- _AIM OF THE TASK_: Skip the images and print the listing exactly.

*** RECORDS FOR THIS TASK

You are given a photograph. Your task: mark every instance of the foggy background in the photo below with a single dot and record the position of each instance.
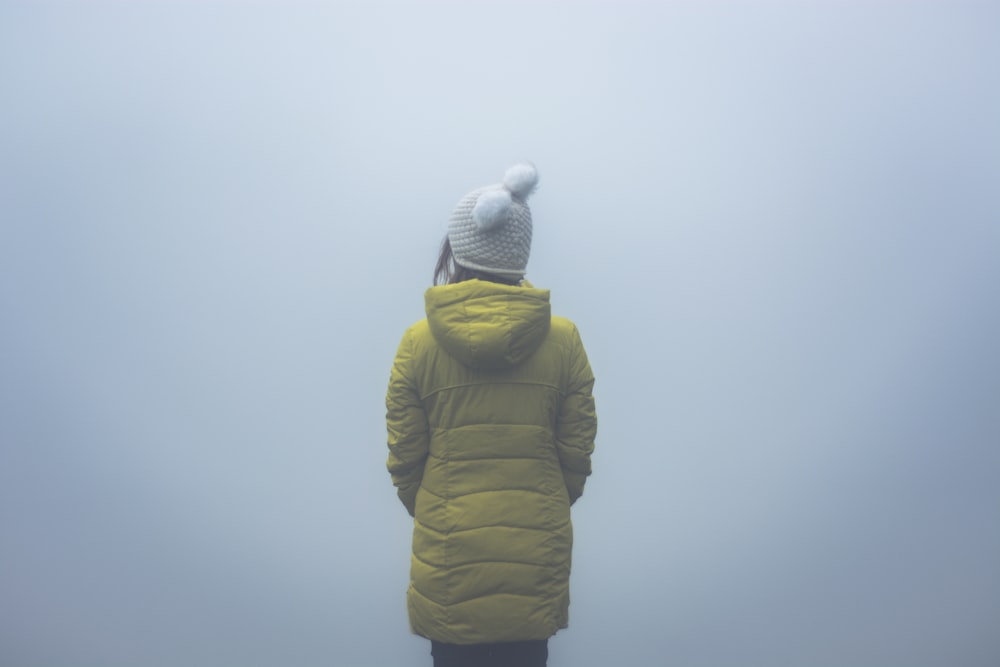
(776, 224)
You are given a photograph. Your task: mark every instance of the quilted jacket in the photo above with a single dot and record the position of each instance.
(491, 427)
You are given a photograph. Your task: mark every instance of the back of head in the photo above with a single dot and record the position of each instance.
(490, 229)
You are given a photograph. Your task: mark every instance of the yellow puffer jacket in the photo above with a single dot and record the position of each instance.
(491, 427)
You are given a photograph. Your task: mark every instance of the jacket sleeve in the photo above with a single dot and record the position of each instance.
(576, 422)
(408, 433)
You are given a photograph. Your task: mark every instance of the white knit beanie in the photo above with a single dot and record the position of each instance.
(490, 229)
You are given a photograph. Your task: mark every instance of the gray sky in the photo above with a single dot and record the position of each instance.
(776, 224)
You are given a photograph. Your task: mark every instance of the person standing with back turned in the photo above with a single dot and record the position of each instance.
(491, 426)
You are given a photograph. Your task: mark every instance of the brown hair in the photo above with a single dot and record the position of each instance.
(448, 272)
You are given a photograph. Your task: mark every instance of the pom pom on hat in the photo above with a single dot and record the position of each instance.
(521, 180)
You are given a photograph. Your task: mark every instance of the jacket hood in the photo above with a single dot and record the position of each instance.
(488, 325)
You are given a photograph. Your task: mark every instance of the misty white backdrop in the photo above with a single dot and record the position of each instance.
(776, 224)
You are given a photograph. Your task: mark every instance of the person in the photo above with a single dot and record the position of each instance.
(491, 425)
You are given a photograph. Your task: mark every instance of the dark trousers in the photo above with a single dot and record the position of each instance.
(534, 653)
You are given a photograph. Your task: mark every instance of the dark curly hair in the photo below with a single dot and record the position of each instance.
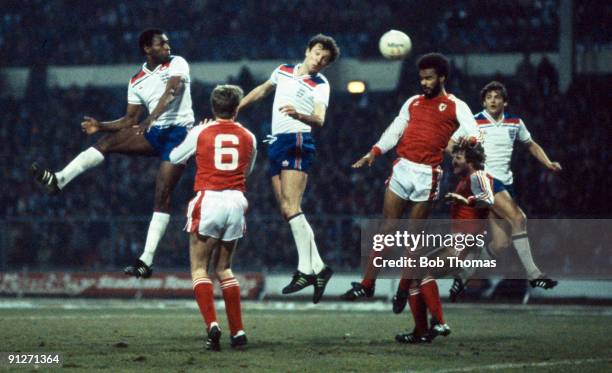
(436, 61)
(146, 38)
(474, 153)
(494, 86)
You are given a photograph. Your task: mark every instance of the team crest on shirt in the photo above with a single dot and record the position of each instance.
(512, 133)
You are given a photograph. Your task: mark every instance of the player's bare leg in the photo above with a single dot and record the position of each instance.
(231, 292)
(393, 209)
(506, 208)
(311, 269)
(419, 212)
(200, 252)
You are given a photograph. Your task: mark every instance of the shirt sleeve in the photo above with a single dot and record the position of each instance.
(187, 148)
(482, 193)
(133, 98)
(467, 124)
(274, 76)
(179, 67)
(321, 94)
(396, 129)
(523, 134)
(253, 155)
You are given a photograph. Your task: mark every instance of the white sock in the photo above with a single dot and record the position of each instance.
(521, 245)
(309, 260)
(84, 161)
(315, 259)
(157, 228)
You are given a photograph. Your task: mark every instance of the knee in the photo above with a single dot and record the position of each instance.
(103, 145)
(224, 273)
(499, 245)
(288, 209)
(162, 198)
(198, 272)
(518, 220)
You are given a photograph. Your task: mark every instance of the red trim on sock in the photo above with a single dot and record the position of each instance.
(419, 313)
(404, 284)
(231, 296)
(431, 297)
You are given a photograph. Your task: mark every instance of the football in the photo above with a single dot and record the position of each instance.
(395, 45)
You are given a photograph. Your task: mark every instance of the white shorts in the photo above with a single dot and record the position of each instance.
(217, 214)
(414, 181)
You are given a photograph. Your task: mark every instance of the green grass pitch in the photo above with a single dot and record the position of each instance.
(171, 340)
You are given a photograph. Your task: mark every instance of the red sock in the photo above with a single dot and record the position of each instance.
(203, 290)
(419, 312)
(370, 272)
(431, 296)
(404, 284)
(231, 296)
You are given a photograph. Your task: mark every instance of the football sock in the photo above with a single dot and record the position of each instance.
(419, 312)
(157, 228)
(404, 284)
(203, 290)
(231, 296)
(309, 260)
(371, 272)
(521, 245)
(84, 161)
(431, 297)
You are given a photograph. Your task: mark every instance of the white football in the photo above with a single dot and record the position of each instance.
(394, 45)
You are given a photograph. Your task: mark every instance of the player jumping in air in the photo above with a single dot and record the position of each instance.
(500, 130)
(300, 103)
(422, 131)
(225, 154)
(162, 87)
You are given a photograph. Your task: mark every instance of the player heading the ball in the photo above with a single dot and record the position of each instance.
(300, 103)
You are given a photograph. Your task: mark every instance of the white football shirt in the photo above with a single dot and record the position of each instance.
(498, 142)
(147, 87)
(300, 91)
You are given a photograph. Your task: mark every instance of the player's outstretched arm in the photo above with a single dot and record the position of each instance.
(536, 150)
(91, 125)
(366, 159)
(174, 89)
(256, 94)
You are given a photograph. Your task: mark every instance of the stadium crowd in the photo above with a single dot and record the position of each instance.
(51, 31)
(95, 222)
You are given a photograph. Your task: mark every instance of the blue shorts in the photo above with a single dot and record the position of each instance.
(498, 186)
(163, 140)
(291, 151)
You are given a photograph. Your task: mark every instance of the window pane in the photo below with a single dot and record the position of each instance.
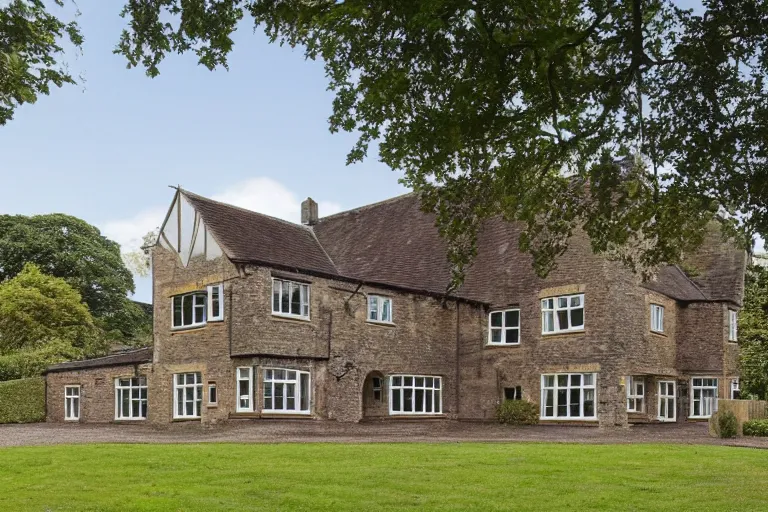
(577, 317)
(295, 299)
(187, 310)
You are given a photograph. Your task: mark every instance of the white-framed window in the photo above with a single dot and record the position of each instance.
(213, 394)
(244, 389)
(415, 394)
(635, 394)
(187, 395)
(735, 389)
(703, 397)
(286, 391)
(562, 314)
(376, 384)
(379, 309)
(513, 393)
(131, 398)
(733, 325)
(71, 403)
(504, 327)
(290, 298)
(216, 303)
(569, 396)
(657, 318)
(189, 310)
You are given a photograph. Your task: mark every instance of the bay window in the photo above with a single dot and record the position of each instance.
(415, 394)
(562, 314)
(568, 396)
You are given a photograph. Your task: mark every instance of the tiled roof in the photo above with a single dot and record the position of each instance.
(249, 236)
(135, 356)
(394, 243)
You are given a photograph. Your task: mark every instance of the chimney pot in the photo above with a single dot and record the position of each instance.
(309, 213)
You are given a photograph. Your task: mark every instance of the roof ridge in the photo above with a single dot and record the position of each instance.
(368, 206)
(253, 212)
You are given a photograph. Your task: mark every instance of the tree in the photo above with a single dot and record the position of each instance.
(30, 49)
(636, 121)
(37, 310)
(753, 334)
(70, 248)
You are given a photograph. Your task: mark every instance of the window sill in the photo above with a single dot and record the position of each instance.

******

- _ANSWER FOR THIS EXERCISE_:
You are given a photograph. Your task: mark every instance of the foggy background in the photo below with a single dot and record the position of each instance.
(776, 224)
You are given a photograph. Your task: mark every instance of the quilted jacket in the photo above with a single dot and record the position of each instance.
(491, 427)
You are given a photograph. Your task: mark every instance of the back of head in the photo above with a single dot and record the position of each instance.
(490, 229)
You are given a photograph. Your task: mark every instance of the yellow puffer jacket in the photo above with a single dot and record the position of each instance.
(491, 427)
You are given a photograph. Your task: mark every instance of the jacket sleeve in the photo above with a single dot and record the position of each instance.
(576, 422)
(408, 433)
You are given a photograph. Your task: mark every instance of the white knit beanie in the photo above with a single dot and record the position of each instance.
(490, 229)
You are given a photograph. Your task: mark every instance of the gray sky in the photo above with a single dot and record the position of each instance.
(776, 224)
You are given a photograph. Your task: mark every instance of the person standing with back turned in the photo above with a single dot and record the position of each instance.
(491, 426)
You are given a photograph. Your task: mark every instance of the brown hair in the photo above with a single dot and record the position of each instance.
(448, 272)
You are given a photograph. Your task: mark every instance of the pom pom on hat in the photo above with a single dot and record the position of each instance.
(521, 180)
You are given a photograph. Your task: mark every instance of the jacket hood in the photo above with a single dot and record the position of each instance.
(488, 325)
You are given a photograph. Your task: mark every instance of the misty white backdrop in the photo above with a single dot and record the position of each instance.
(776, 224)
You are given a photograph. Your task: mark every instance of the person in the photo above with a single dot and record the position of each instance.
(491, 425)
You are given a photograph. Your task: mark every instance of the dark trousers in the photo above with a single dot and record the position of each instance.
(534, 653)
You are given a photograph. Your task: mark every instance of the dark curly hair in the photo below with a single dot and record the position of each instance.
(436, 61)
(146, 38)
(474, 153)
(494, 86)
You are given a photograph. Your task: mark every instance of the team crest on shirt in the photo above with a single dot and record the position of each instance.
(512, 133)
You are given a photograph. Your task: mark every instance of the player's bare leg in the photo above with a single dot and record the position of each instance.
(231, 292)
(393, 209)
(506, 208)
(311, 269)
(419, 212)
(200, 252)
You are given a photograph. Your task: mark every instance of the shirt sleeve in the photo above with a single dot and record the position of each instance.
(187, 148)
(482, 193)
(133, 98)
(467, 124)
(274, 76)
(179, 67)
(321, 94)
(396, 129)
(523, 134)
(253, 155)
You are given a photograph. Your task: mark every instance of the white sock in the photo above with a single dot and record the position of each instance.
(521, 245)
(309, 260)
(84, 161)
(315, 259)
(157, 228)
You are given a photograph. Your task: mark every instance of the knee in the photo above with a single dot and record the position of each instance.
(103, 145)
(224, 273)
(499, 245)
(288, 209)
(162, 198)
(198, 272)
(518, 220)
You are given a photograph. Your task: mark every instance of the red trim on sock in the photo above with a single dot and record the position of each instance.
(419, 313)
(404, 284)
(231, 296)
(431, 297)
You are given a photograph. Your task: mark every instance of the football in the photo above with a single dot and record the position of each instance.
(395, 45)
You are given a photograph. Your task: mark every instance of the white shorts in the photo above with a single dot and record the position of each instance.
(217, 214)
(414, 181)
You are given a photograph. Your task: mark every instance of the green grass pitch in the photo above with a single dot and record the position of each instance.
(171, 340)
You are given a photograph. Your task: mark every instance of the red sock in the photo above with a single dot and record the position of each instance.
(203, 290)
(419, 312)
(370, 272)
(431, 296)
(404, 284)
(231, 296)
You are given a photograph. Your task: mark every instance of the football sock in the photo above with a single dot and record the position of each instance.
(419, 312)
(157, 228)
(404, 284)
(203, 290)
(231, 296)
(309, 260)
(371, 272)
(521, 245)
(84, 161)
(431, 297)
You are given a photograph. Your task: mark every instance of the white football in the photo above with a single dot and record the position of each instance.
(394, 45)
You are given a photograph. Your task: mark every instance of the player jumping in air in the photo above with a single dot and record the position of each instance.
(500, 130)
(300, 103)
(422, 131)
(225, 154)
(162, 87)
You are given a photograph. Your task: mark every instance of the player heading the ball in the photo above with a single dot and record the position of each instance.
(300, 103)
You are given a photograph. Your task: mark every instance of the white football shirt in the photo above with a single dot and record the position of each instance.
(498, 142)
(147, 87)
(300, 91)
You are given a photograph. Your task: mark every instance of the player's outstretched arm in the photo above with a single dot and record the position of each instance.
(536, 150)
(91, 125)
(366, 159)
(174, 89)
(256, 94)
You are given a photograph. Your task: mark every instance of the stadium crowd in the photo above with a single dot and record the position of each instance.
(51, 31)
(95, 222)
You are given a photograph. Your task: mark every instance of the blue shorts in the photo above with a single dot and record the position of each instance.
(498, 186)
(163, 140)
(291, 151)
You are given a photograph. Your task: mark every instance of the window pane in the photo below with a single dot and record the position of each instance.
(577, 317)
(295, 299)
(187, 310)
You are given a photograph. Your task: mark every instance of the white-framed window in the photo above with a single dot and record the position of each instance.
(213, 394)
(244, 389)
(415, 394)
(635, 394)
(187, 395)
(735, 389)
(703, 397)
(286, 391)
(562, 314)
(376, 384)
(379, 309)
(513, 393)
(131, 398)
(733, 325)
(71, 403)
(504, 327)
(290, 298)
(216, 303)
(569, 396)
(657, 318)
(189, 310)
You are given a photograph. Your task: mark every instance of the bay window in the photo above with a single dot and record the position of each instance.
(415, 394)
(562, 314)
(568, 396)
You are given a photograph. Your task: mark every instance of the tiled roof in the photo above with a single dot and record the position of each instance.
(249, 236)
(135, 356)
(394, 243)
You are given a photograph. Your task: mark every instance of the chimney pot in the photo above with a single dot and record the position of each instance.
(309, 213)
You are given a photograph. Your task: mark every instance of the roof ridge in the photo above with a single dot and record the position of each instance.
(368, 206)
(253, 212)
You are given a photograph. Your task: mark every instance of the tree in the photo above with a single dot and record the position of each instance.
(30, 49)
(636, 121)
(37, 310)
(753, 334)
(70, 248)
You are given a photograph. Your task: mark every instance of the window sill in the photo above with a single dot and record the position of each instance.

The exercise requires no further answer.